[Location identification rows]
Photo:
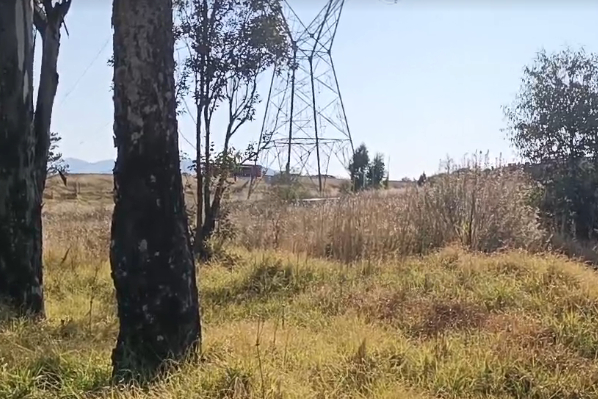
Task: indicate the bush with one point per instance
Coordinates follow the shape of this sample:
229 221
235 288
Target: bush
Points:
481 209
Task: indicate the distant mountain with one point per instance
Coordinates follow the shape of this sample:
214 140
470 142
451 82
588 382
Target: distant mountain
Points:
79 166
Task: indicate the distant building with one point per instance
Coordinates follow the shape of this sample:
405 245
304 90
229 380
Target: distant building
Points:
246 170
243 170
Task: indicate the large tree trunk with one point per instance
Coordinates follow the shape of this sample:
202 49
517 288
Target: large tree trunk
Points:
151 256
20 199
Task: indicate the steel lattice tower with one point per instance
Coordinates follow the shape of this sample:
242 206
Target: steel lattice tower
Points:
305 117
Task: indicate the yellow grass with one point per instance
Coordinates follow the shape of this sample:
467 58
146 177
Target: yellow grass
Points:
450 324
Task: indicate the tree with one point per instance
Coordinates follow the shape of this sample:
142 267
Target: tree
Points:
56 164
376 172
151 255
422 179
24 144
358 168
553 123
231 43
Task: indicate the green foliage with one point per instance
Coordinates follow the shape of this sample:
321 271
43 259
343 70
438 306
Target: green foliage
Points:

» GOAL:
Write out everything from the line "Task: indicate the distant building" down to the end of the rows again, substituting "dry grass" for "yellow grass" and keeping every other part the same.

» TASK ANSWER:
Task: indicate the distant building with one point per instance
Coordinates follow the shape of this sample:
405 245
304 90
229 380
Target: distant building
Points:
246 170
243 170
Task: indicate the large tree trunk with one point per instance
Coordinates follow the shape of this sample:
202 49
517 288
Target: large tree trunk
Points:
151 256
20 199
Task: indicate the steel lattice tower with one point per instance
Coordinates follow the shape of this sample:
242 206
Target: steel lattice tower
Points:
305 117
Task: indicate the dry grass with one point per instance
Coordinates follow the shape of this sample:
467 58
146 177
Target: dry grass
Points:
450 324
Task: indicate the tree with one point per instance
Coordinates follow the shape of this sample:
142 267
Target: tree
Points:
56 164
376 172
151 255
422 179
24 144
358 168
553 123
231 43
Task: indicate the green foliage with one point per instance
Coordinates follow the shape of this sample:
321 271
43 259
343 70
438 306
Target: green foliage
Points:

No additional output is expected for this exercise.